Data for processing
"""

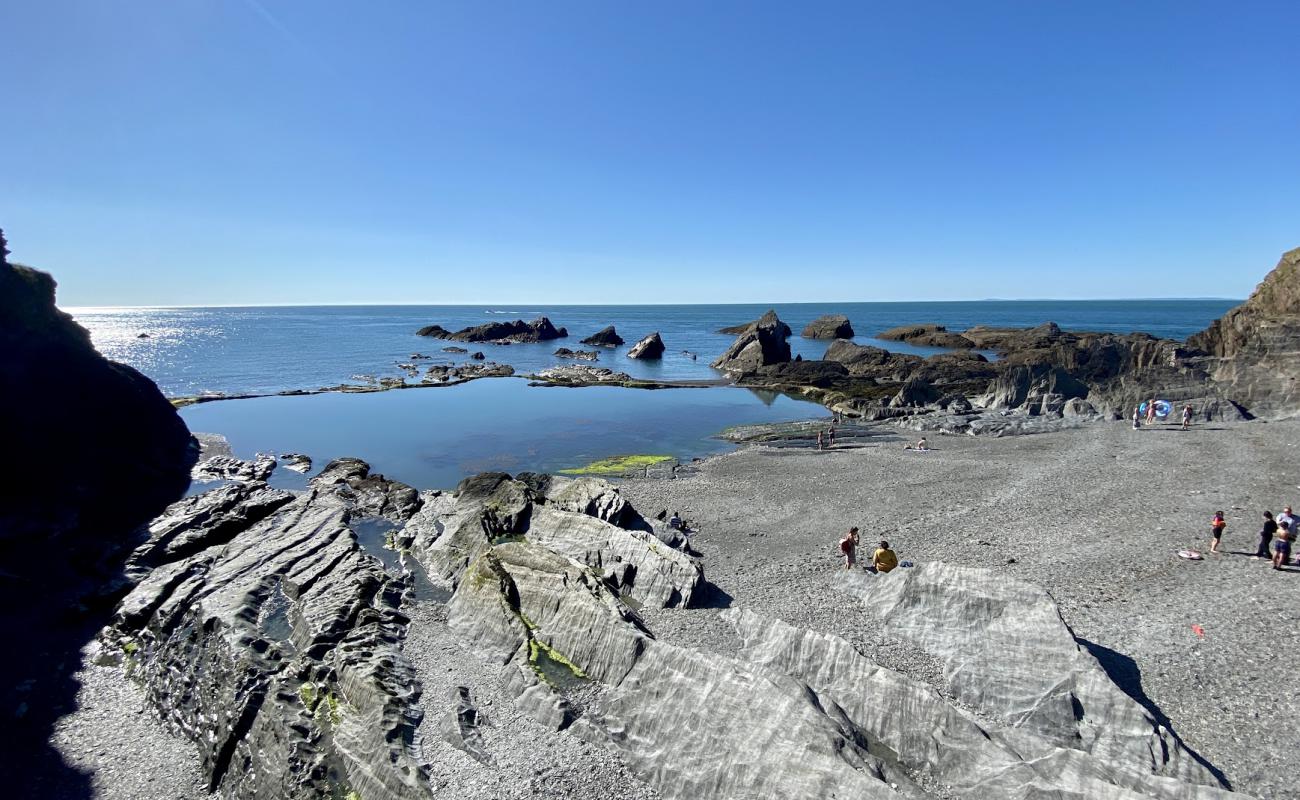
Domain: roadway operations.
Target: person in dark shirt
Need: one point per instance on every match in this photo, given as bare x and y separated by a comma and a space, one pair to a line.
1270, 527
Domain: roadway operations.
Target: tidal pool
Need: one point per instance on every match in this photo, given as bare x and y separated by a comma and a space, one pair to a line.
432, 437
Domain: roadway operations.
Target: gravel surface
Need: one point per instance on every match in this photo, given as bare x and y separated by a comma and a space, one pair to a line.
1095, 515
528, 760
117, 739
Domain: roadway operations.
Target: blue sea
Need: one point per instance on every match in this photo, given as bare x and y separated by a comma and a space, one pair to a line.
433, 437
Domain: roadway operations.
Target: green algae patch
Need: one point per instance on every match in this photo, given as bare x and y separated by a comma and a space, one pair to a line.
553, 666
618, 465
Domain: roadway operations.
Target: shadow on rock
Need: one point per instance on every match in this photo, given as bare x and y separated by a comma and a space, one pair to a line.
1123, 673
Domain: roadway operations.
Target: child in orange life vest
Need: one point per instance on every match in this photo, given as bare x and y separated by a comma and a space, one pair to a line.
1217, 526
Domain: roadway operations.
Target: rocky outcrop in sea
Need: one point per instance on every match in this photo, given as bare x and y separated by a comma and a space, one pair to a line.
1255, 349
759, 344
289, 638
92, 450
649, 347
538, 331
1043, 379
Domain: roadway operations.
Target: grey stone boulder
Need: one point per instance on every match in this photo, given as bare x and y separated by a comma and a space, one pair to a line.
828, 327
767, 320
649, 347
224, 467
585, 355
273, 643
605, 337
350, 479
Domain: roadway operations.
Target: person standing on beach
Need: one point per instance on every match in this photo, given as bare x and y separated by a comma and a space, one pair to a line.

"""

Directions
Reproduce every entry exactly, but omit each picture.

Answer to the exercise
Domain: roadway operations.
Target: person in dark shirt
Need: one point per instance on every match in this photo, given as bare x and y separated by a comma and a space, one pair to a line.
1270, 527
Domain: roadway operations.
Target: tidal pool
Need: one point per instance on every match in this photo, given as bare x and y separated by a comma and a space, one pair to a line.
432, 437
Domain: roadway operations.
Target: gravel surface
Need: one point per instance on every match in this photo, given as bare x and y separated by a comma and a space, one pair to a line.
1095, 515
528, 760
117, 739
Domain: roadway operations.
Target: blue sea
Need: one point per instance on every match in this photo, given as bare x and y separated by a comma and a space, one pair to a line.
433, 437
Domain: roadway operations.
Target: green algae patch
Need: one point per instance on every match in this photo, given as bare x and y separated by a comma and a space, one pair to a line.
553, 666
618, 465
Domain: roadway operations.
Target: shadow on rock
Need: one point per instance on every match in this photo, given as bare x and y separated by a comma and a space, one pair to a line.
1123, 673
Domain: roadway operations.
Target: child in orange life vest
Need: one point per instance on every match in this photo, given as bare x and y separated by a comma and a space, one pair to a line.
1217, 526
Domain: roadway operations.
Target: rocky outcrop in sea
Need: one point per instance on every match in this photo, given as bare x and y separated by a comma and a space, one pair to a line.
1255, 349
759, 344
289, 638
92, 450
649, 347
538, 331
1043, 379
Domain: roadway operations.
Target: grey stone boulder
Need: one point per instance on every match in this photo, given as bare x and y separated by a comma and a space, one pair to a line.
828, 327
767, 320
649, 347
224, 467
585, 355
273, 643
605, 337
350, 479
Domain: roadway operations.
Target: person standing on beach
Need: one point per instance on every match in this photo, given as bare x and y separated by a comma and a space, one pair to a line.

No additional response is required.